*** Opening Excerpted passage ***
Histopathology reported it to be a PSTCC (Figs 1 and 2) (mixed type)(pT1b2)(pNX), with tumor extension into uterine corpus. However, serosal layer was free of tumor (closest distance 0.1 cm away from serosal surface in lower uterine segment). Another finding was of cervical intraepithelial neoplasia grade III (CIN III) at cervical resection margin. However, invasive carcinoma was lying 0.4 cm away from new cervical resection margin.
The patient was referred to a center for oncology where she underwent six cycles of radiation therapy (teletherapy), which was an overtreatment for her stage of cancer cervix. She is healthy and asymptomatic and free of tumor in 18 months of her follow-up.
The most common subtypes of SCC of the uterine cervix are the keratinizing and nonkeratinizing (nonpapillary) variants.5
Papillary growth pattern is recognized in some unusual SCC of the cervix, the verrucous carcinoma, the condylomatous (warty) squamous carcinoma, and the (squamo)transitional cell carcinoma, which contain both true squamous and transitional cells in combination.1-3,6 The PSTCC is the latest subtype to be recognized and described.
Recognition of these variants is important as the course of disease progression and its further management differ among the histologic subtypes.7
Papillary SCC of cervix and its histological subtypes are considered as separate entities. This fact is supported by the study of Randall et al3 and Koenig et al.6 Randall et al in their study of nine cases suggested that papillary SCC of the cervix should be considered a distinct clinicopathological entity, separate from verrucous carcinoma.
Koenig et al studied 32 cases of PSTCC cervix. They divided them into three groups: (1) Predominantly squamous (28.1%), (2) mixed squamous and transitional (50%), and (3) predominantly transitional (21.9%). Histopathologically papillary architecture with fibrovascular cores lined by multilayered, atypical epithelium resembling high-grade squamous intraepithelial neoplasia of the cervix was found in all the cases. They concluded that papillary SCC of the cervix and its subtypes are distinct clinicopathological entities with a morphologic spectrum.
Brinck et al8 in their study of three cases supported the hypothesis that papillary SCCs (unlike verrucous carcinoma) are similar with regard to risk factors to squamotransitional and condylomatous carcinoma.
*** Closing Excerpted passage ***
> **Tasks for this exercise**:
a. Change "disease progression" to "disease advancement" in the cervical carcinoma report from "Recognition of these" to "from verrucous carcinoma.", and write out that stretch in full.
b. Go on with the report on papillary squamotransitional cell carcinoma of the cervix from where it stops.
These lines were taken from a different source.
*** Opening Dataset records ***
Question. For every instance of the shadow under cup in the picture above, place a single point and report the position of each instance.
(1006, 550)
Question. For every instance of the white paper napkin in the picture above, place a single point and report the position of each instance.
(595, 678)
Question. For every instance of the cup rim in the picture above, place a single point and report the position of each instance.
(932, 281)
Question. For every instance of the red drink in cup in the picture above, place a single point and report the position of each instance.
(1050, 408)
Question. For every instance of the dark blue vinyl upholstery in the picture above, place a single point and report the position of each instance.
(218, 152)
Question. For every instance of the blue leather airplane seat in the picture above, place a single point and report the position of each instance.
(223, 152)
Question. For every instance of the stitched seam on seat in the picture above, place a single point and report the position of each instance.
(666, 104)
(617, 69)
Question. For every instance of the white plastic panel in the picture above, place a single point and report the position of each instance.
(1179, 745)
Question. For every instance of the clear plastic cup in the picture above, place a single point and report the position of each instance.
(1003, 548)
*** Closing Dataset records ***
> **Replies**:
a.
Recognition of these variants is important as the course of disease advancement and its further management differ among the histologic subtypes.7
Papillary SCC of cervix and its histological subtypes are considered as separate entities. This fact is supported by the study of Randall et al3 and Koenig et al.6 Randall et al in their study of nine cases suggested that papillary SCC of the cervix should be considered a distinct clinicopathological entity, separate from verrucous carcinoma.

b.
The human papillomavirus (HPV) may play an etiologic role in some of these tumors; and papillary SCC is the only subtype among squamous/(squamo)transitional carcinomas, i.e., associated with high-risk HPV infection in the absence of HPV-related histopathologic alterations. It reaffirms relation between HPV type and clinical outcome in variants of SCC with papillary features.8
Although it is a known entity for the last three decades, difficulties are encountered in the correct histological diagnosis and staging of this malignancy. In their study, Ng9 concluded that although PSTCC has a distinctive appearance in thin-layer cytologic preparations with predominance of bland-looking basaloid cells or HSIL cells, there is underdiagnosis of the subtype due to scantiness of tumor diathesis and carcinoma cells.
Al-Nafussi and Al-Yusif,4 in their study, concluded that papillary SCC has a propensity for late metastasis and local recurrence despite the fact that histologically it could be misinterpreted as CIN3 with a papillary configuration or as a squamous papilloma.
Does cervix have transitional cells or do these cells come from the urinary tract cancers?
Cervical transitional (SCC) cells have different staining patterns (CK7+/CK20) than the transitional cell tumors of the urinary tract (CK7+/CK20+) and SCCs of the cervix.10,11 This differentiates urinary tract metastasis from transitional cell variants of SCC.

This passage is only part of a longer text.